• Location annotation dataset excerpts:
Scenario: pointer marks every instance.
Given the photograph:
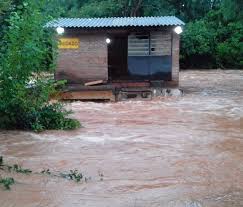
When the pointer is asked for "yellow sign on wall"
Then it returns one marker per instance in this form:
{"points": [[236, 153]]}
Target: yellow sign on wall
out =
{"points": [[69, 43]]}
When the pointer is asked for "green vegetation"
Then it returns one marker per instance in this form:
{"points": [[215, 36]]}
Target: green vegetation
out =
{"points": [[73, 175], [24, 55], [212, 38]]}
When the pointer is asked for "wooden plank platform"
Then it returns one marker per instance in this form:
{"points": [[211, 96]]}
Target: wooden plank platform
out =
{"points": [[88, 95]]}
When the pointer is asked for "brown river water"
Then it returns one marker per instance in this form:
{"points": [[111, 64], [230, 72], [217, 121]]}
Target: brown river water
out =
{"points": [[177, 152]]}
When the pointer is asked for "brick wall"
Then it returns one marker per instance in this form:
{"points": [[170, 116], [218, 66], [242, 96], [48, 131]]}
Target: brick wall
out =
{"points": [[87, 63], [175, 57]]}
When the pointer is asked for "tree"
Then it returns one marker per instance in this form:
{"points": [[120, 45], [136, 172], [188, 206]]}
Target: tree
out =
{"points": [[24, 91]]}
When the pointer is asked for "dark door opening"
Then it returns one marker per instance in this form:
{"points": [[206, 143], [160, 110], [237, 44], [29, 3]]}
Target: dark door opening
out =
{"points": [[117, 57]]}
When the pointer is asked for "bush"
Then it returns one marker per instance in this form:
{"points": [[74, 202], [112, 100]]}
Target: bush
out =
{"points": [[24, 105]]}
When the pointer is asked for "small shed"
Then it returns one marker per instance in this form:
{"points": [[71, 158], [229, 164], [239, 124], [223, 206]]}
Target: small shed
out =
{"points": [[118, 52]]}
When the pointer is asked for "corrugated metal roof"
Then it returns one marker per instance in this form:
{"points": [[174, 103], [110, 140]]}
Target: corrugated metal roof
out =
{"points": [[115, 22]]}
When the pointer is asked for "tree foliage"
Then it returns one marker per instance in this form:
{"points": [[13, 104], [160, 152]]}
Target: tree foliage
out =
{"points": [[24, 91]]}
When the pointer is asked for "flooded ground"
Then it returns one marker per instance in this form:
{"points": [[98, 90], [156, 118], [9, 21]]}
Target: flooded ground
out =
{"points": [[176, 152]]}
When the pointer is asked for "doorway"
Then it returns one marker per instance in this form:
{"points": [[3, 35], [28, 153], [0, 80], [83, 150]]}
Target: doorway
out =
{"points": [[117, 57]]}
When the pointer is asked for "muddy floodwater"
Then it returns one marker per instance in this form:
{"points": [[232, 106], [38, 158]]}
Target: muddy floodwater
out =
{"points": [[177, 152]]}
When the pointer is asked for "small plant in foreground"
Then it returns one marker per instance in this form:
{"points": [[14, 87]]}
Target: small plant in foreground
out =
{"points": [[7, 182], [47, 172], [73, 175]]}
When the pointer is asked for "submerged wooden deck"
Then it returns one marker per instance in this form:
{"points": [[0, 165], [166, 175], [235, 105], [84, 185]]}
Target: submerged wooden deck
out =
{"points": [[113, 91]]}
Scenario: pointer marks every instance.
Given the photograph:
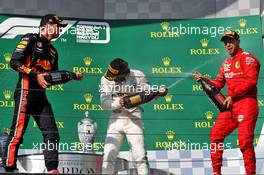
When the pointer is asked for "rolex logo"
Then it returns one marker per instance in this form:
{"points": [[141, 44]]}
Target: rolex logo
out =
{"points": [[87, 61], [170, 135], [168, 98], [209, 115], [166, 61], [242, 23], [88, 97], [165, 26], [204, 42], [7, 57], [7, 94]]}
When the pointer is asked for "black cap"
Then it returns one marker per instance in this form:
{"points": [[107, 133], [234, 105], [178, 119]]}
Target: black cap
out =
{"points": [[53, 19], [230, 34]]}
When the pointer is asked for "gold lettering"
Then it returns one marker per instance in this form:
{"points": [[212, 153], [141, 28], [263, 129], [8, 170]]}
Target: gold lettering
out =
{"points": [[88, 70], [90, 107], [168, 107]]}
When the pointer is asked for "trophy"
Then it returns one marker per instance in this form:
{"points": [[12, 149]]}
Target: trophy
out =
{"points": [[87, 130]]}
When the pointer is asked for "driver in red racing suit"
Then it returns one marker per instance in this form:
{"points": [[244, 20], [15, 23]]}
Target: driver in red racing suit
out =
{"points": [[240, 73]]}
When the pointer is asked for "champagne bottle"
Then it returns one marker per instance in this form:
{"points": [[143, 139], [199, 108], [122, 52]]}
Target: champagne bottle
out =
{"points": [[59, 77], [136, 99], [214, 94]]}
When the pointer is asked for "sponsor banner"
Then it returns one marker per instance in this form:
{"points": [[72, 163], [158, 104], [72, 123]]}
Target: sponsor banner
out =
{"points": [[167, 51]]}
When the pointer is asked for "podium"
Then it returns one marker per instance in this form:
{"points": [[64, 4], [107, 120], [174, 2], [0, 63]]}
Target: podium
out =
{"points": [[69, 163]]}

• Short problem: Take the data above and repeat it exactly, leaving each picture out.

• Final result:
Scenario: pointer marks every instance.
Given the photograph:
When the pointer is asked for "yellow sign on wall"
Then it returns one marker per instance in this form:
{"points": [[236, 153]]}
Target: yellow sign on wall
out =
{"points": [[69, 43]]}
When the pointer is asked for "green vegetation"
Then it returns one marker per instance in this form:
{"points": [[215, 36]]}
Target: green vegetation
out =
{"points": [[73, 175], [24, 55], [212, 38]]}
When the pointer is asked for "wooden plank platform"
Then it returns one marker per instance in this form:
{"points": [[211, 96]]}
Target: wooden plank platform
out =
{"points": [[88, 95]]}
When the pointer is asked for "brown river water"
Then it returns one marker per instance in this form:
{"points": [[111, 64], [230, 72], [217, 121]]}
Target: brown river water
out =
{"points": [[177, 152]]}
When the pointer is asked for "brick wall"
Then it returns one marker per instance in this form:
{"points": [[170, 116], [218, 66], [242, 96], [48, 131]]}
Target: brick wall
out =
{"points": [[87, 63], [175, 57]]}
When the pointer is asked for "tree"
Then it returns one marker per instance in this form:
{"points": [[120, 45], [136, 172], [188, 206]]}
Target: tree
out =
{"points": [[24, 91]]}
When the pointer is asked for "dark door opening"
Then it returns one marker per instance in this form:
{"points": [[206, 143], [160, 110], [237, 44], [29, 3]]}
Target: dark door opening
out =
{"points": [[117, 57]]}
When the pointer is asked for "bush"
Then it returns one marker per instance in this form:
{"points": [[74, 202], [112, 100]]}
Target: bush
out =
{"points": [[24, 105]]}
When the pointer is asked for "small shed"
Then it returns one marker per instance in this form:
{"points": [[71, 158], [229, 164], [239, 124], [223, 206]]}
Target: small shed
out =
{"points": [[118, 52]]}
When the pointer is asked for "corrugated metal roof"
Then it returns one marker per instance in this form:
{"points": [[174, 103], [110, 140]]}
Target: corrugated metal roof
out =
{"points": [[115, 22]]}
When the pointer is asked for "tree foliage"
Then it returns one marker per instance in this form:
{"points": [[13, 104], [160, 152]]}
Target: tree foliage
out =
{"points": [[24, 91]]}
When the pointer is asked for "flooded ground"
Then it returns one marker per instance in this form:
{"points": [[98, 90], [156, 118], [9, 21]]}
Target: flooded ground
out =
{"points": [[176, 152]]}
When the pointer is asked for "doorway"
Then it returns one marker per instance in this form:
{"points": [[3, 35], [28, 153], [0, 80], [83, 150]]}
Target: doorway
out =
{"points": [[117, 57]]}
When the pointer is asked for "muddy floodwater"
Then it returns one marker per instance in this form:
{"points": [[232, 106], [38, 158]]}
Target: muddy floodwater
out =
{"points": [[177, 152]]}
When the pointer is asked for "small plant in foreground"
Then it returns one marker per instance in this form:
{"points": [[14, 87]]}
Target: small plant in foreground
out =
{"points": [[7, 182], [47, 172], [73, 175]]}
When the pointer is asked for "submerged wooden deck"
Then it returns one marker per instance in this form:
{"points": [[0, 165], [166, 175], [235, 105], [84, 185]]}
Target: submerged wooden deck
out =
{"points": [[113, 91]]}
Scenario: pointer marks every instance.
Given the photograph:
When the pointer is asked for "rolex logo"
Then it returns one marker per instance in this form:
{"points": [[141, 44]]}
Target: rolex logo
out =
{"points": [[87, 61], [170, 135], [168, 98], [209, 115], [166, 61], [242, 23], [88, 97], [165, 26], [204, 42], [7, 57], [7, 94]]}
When the pointer is asked for "black cap"
Then it returns one marker per instance in this form:
{"points": [[107, 133], [234, 105], [178, 119]]}
Target: black cap
out =
{"points": [[53, 19], [230, 34]]}
When the pointer is asked for "gold lettering"
Then it returns one marker per instance in this form:
{"points": [[212, 153], [141, 28], [263, 129], [8, 170]]}
Target: gold lettering
out =
{"points": [[88, 70], [90, 107], [168, 107]]}
When the pointer is asked for "trophy"
Then it returns one marker per instance in this form:
{"points": [[12, 149]]}
Target: trophy
out =
{"points": [[87, 130]]}
When the pointer is asked for "driver in red racing suit"
Then it returns one marker per instance in this form:
{"points": [[244, 20], [15, 23]]}
Target: driver in red racing suit
out =
{"points": [[240, 73]]}
When the pointer is asked for "champagne bottle"
Then it returns one marker per instance in this form:
{"points": [[143, 139], [199, 108], [122, 52]]}
Target: champagne bottle
out =
{"points": [[59, 77], [136, 99], [214, 94]]}
When the pointer is asked for "sponsor banner"
Then it returns one marker per instance in this form:
{"points": [[72, 163], [158, 104], [72, 123]]}
Target: sponsor banner
out =
{"points": [[167, 51]]}
When the pointer is asked for "podium"
Then it returns one marker per instance in this form:
{"points": [[64, 4], [107, 120], [174, 2], [0, 63]]}
Target: podium
out =
{"points": [[69, 163]]}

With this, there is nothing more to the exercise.